### TASK STATEMENT
Copy out all of the lines below word for word, omitting the pictures from your answer.

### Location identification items
────────────────
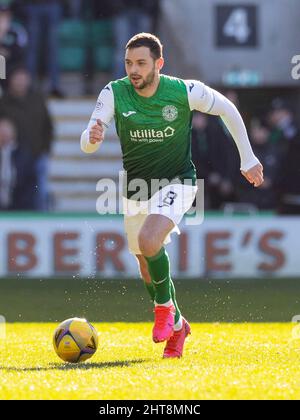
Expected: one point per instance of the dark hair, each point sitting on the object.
(146, 40)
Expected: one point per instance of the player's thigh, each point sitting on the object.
(153, 233)
(143, 266)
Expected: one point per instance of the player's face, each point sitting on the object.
(141, 68)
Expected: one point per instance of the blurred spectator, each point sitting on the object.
(264, 197)
(130, 17)
(13, 39)
(74, 8)
(282, 123)
(43, 18)
(28, 110)
(7, 163)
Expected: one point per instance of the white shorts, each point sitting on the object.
(171, 201)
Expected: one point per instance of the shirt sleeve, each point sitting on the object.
(205, 99)
(103, 111)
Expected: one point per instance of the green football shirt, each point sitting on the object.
(155, 132)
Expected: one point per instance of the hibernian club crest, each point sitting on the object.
(170, 113)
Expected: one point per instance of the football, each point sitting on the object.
(75, 340)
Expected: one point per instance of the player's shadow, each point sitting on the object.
(75, 366)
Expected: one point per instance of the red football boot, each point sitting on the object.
(174, 347)
(164, 323)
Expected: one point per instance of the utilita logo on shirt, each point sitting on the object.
(151, 135)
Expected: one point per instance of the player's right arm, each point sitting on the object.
(93, 136)
(205, 99)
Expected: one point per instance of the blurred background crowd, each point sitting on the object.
(43, 40)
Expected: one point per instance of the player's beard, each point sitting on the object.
(149, 79)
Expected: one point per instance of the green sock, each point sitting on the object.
(173, 293)
(159, 270)
(150, 289)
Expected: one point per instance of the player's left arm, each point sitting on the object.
(205, 99)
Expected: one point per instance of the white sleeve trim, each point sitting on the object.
(205, 99)
(85, 144)
(104, 111)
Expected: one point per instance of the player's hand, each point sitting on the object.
(96, 133)
(255, 175)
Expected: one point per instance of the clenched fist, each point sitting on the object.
(96, 133)
(255, 175)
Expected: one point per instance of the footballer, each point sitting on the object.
(153, 114)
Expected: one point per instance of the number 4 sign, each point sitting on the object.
(236, 26)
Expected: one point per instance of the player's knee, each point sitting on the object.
(145, 275)
(148, 244)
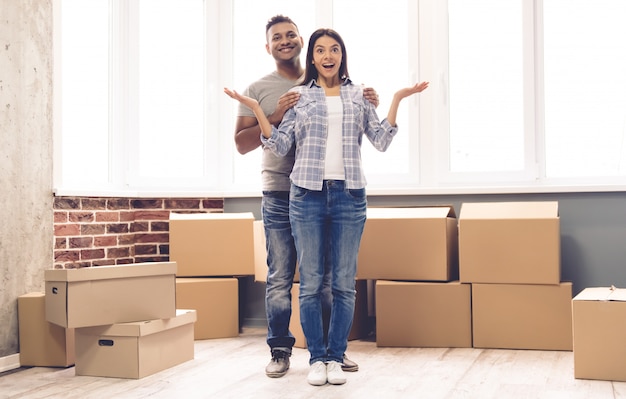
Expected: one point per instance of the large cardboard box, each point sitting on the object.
(216, 301)
(360, 322)
(260, 254)
(419, 314)
(510, 242)
(110, 294)
(212, 244)
(42, 344)
(522, 316)
(135, 350)
(599, 317)
(409, 244)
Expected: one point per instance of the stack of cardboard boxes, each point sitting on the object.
(510, 253)
(412, 253)
(123, 320)
(212, 250)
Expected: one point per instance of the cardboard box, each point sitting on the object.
(522, 316)
(409, 244)
(135, 350)
(360, 322)
(260, 254)
(599, 317)
(216, 301)
(212, 244)
(510, 243)
(415, 314)
(102, 295)
(42, 344)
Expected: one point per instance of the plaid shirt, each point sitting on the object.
(307, 124)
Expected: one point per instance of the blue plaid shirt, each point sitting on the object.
(306, 124)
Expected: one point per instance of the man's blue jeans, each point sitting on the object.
(327, 224)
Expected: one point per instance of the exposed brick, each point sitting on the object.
(126, 239)
(105, 241)
(182, 203)
(139, 226)
(86, 254)
(66, 203)
(111, 216)
(81, 242)
(60, 243)
(92, 229)
(119, 252)
(81, 217)
(146, 203)
(66, 256)
(157, 237)
(60, 217)
(118, 203)
(94, 203)
(146, 250)
(152, 215)
(67, 230)
(159, 226)
(213, 203)
(127, 216)
(116, 228)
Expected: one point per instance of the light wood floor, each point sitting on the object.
(234, 368)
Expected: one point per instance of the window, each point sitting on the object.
(521, 97)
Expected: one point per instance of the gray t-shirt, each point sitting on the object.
(275, 170)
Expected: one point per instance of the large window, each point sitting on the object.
(522, 97)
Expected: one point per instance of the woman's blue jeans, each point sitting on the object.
(327, 223)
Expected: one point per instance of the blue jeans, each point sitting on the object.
(281, 262)
(327, 224)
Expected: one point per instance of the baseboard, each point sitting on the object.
(9, 362)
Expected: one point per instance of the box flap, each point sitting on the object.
(602, 294)
(111, 272)
(211, 216)
(435, 212)
(510, 210)
(143, 328)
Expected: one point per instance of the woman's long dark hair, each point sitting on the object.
(310, 72)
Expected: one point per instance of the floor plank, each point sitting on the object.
(234, 368)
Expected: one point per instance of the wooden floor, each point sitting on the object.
(234, 368)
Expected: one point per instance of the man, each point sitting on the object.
(284, 44)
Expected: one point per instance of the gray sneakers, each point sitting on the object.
(279, 364)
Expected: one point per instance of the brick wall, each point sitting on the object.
(111, 231)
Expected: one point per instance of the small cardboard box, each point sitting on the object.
(260, 254)
(216, 301)
(42, 344)
(417, 314)
(212, 244)
(102, 295)
(599, 318)
(510, 243)
(135, 350)
(522, 316)
(409, 244)
(360, 325)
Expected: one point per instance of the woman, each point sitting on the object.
(327, 199)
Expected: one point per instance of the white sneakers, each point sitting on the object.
(335, 374)
(320, 373)
(317, 374)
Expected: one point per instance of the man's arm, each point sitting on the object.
(247, 130)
────────────────
### COMPLETE ANSWER
Expected: one point per instance of the dark hair, each point sitting on the object.
(146, 40)
Expected: one point per instance of the player's thigh, each point sitting on the object.
(153, 233)
(143, 266)
Expected: one point per instance of the player's face, each point sitting on the object.
(141, 68)
Expected: one point per instance of the blurred spectator, each point sitting on the object.
(264, 197)
(130, 17)
(13, 39)
(74, 8)
(282, 123)
(43, 18)
(28, 110)
(7, 163)
Expected: one point per instance of the white shorts, each point sitting on the object.
(171, 201)
Expected: one point per instance of the shirt sleeve, each point sitting on the object.
(205, 99)
(103, 111)
Expected: one point per instance of the green football shirt, each point sitting on the object.
(155, 132)
Expected: one point per instance of the hibernian club crest, each point sitting on the object.
(170, 113)
Expected: one point per instance of the football, each point sitting on the object.
(75, 340)
Expected: one point per instance of the player's shadow, each point sitting on the object.
(75, 366)
Expected: one point per instance of the red football boot, each point sitting on the object.
(174, 347)
(164, 323)
Expected: one point per instance of the utilita logo on shirt, each point sitting on the object.
(151, 135)
Expected: one point per instance of the player's right arm, each point sitting on the object.
(93, 136)
(205, 99)
Expected: one point per instance of the blurred background crowd, each point sitting on the object.
(43, 40)
Expected: one point per instance of the player's beard, each point sitting on the object.
(149, 79)
Expected: one point per instance of the green sock, each point sitting on the object.
(173, 293)
(159, 270)
(150, 289)
Expected: one point per instance of the player's left arm, each point sitting on the object.
(205, 99)
Expected: one point per instance of the white sleeve trim, each point sitting on the object.
(205, 99)
(85, 144)
(104, 111)
Expected: one point per instance of the player's hand, each point sitting on the object.
(96, 133)
(255, 175)
Expected: one point per instance of the clenched fist, each point sitting on the object.
(96, 133)
(255, 175)
Expected: one point per instance of the footballer, each point sitting on the object.
(153, 114)
Expected: one point per instance of the number 4 sign, each point sitting on the object.
(236, 26)
Expected: one point per instance of the player's knee, each point sitting on the object.
(145, 275)
(148, 244)
Expected: one point per instance of the large cardboard box, each point sitting on the object.
(216, 301)
(360, 322)
(260, 254)
(419, 314)
(510, 242)
(110, 294)
(212, 244)
(42, 344)
(522, 316)
(135, 350)
(599, 317)
(409, 244)
Expected: one point per instance of the stack of cardboard boxes, each point sitting on the object.
(510, 253)
(412, 253)
(123, 320)
(212, 250)
Expected: one point per instance of the cardboard box, each point sitting on the object.
(522, 316)
(409, 244)
(135, 350)
(360, 322)
(260, 254)
(599, 317)
(216, 301)
(212, 244)
(510, 243)
(415, 314)
(102, 295)
(42, 344)
Expected: one point per instance of the plaid shirt, each point sitting on the object.
(307, 124)
Expected: one point per instance of the blue plaid shirt, each point sitting on the object.
(306, 124)
Expected: one point per instance of the man's blue jeans, each point sitting on the object.
(327, 224)
Expected: one point per instance of the exposed brick, each point sitting on the object.
(126, 239)
(105, 241)
(182, 203)
(139, 226)
(86, 254)
(66, 203)
(111, 216)
(81, 242)
(60, 243)
(92, 229)
(119, 252)
(81, 217)
(146, 203)
(66, 256)
(157, 237)
(60, 217)
(118, 203)
(94, 203)
(146, 250)
(152, 215)
(67, 230)
(159, 226)
(213, 203)
(127, 216)
(116, 228)
Expected: one point per instance of the light wood floor, each point sitting on the object.
(234, 368)
Expected: one point per instance of the window, each point sitting on the object.
(521, 97)
Expected: one point per instance of the gray t-shirt, each point sitting on the object.
(275, 170)
Expected: one point per instance of the large window, each point sitting on the object.
(522, 97)
Expected: one point per instance of the woman's blue jeans, each point sitting on the object.
(327, 223)
Expected: one point per instance of the blue jeans, each point sitting on the object.
(281, 262)
(327, 224)
Expected: one point per instance of the baseboard, each point sitting on the object.
(9, 362)
Expected: one point per instance of the box flap, each point sitting on the object.
(602, 294)
(111, 272)
(211, 216)
(435, 212)
(510, 210)
(143, 328)
Expected: one point per instance of the woman's long dark hair, each point sitting on the object.
(310, 72)
Expected: one point per instance of the floor plank, each point sitting on the object.
(234, 368)
Expected: one point per instance of the wooden floor, each point sitting on the object.
(234, 368)
Expected: one point per instance of the man, each point sitting on the object.
(284, 44)
Expected: one point per instance of the gray sneakers, each point sitting on the object.
(279, 364)
Expected: one point per instance of the brick wall, each point sitting on the object.
(111, 231)
Expected: one point per instance of the small cardboard box, each point sitting on the object.
(260, 254)
(216, 301)
(42, 344)
(417, 314)
(212, 244)
(102, 295)
(599, 318)
(510, 243)
(135, 350)
(522, 316)
(409, 244)
(360, 325)
Expected: one point per instance of the woman, each point sitting on the object.
(327, 199)
Expected: one point per instance of the white sneakers, each point sitting on the object.
(335, 374)
(320, 373)
(317, 374)
Expected: one point per instance of the man's arm, each point sitting on the object.
(247, 130)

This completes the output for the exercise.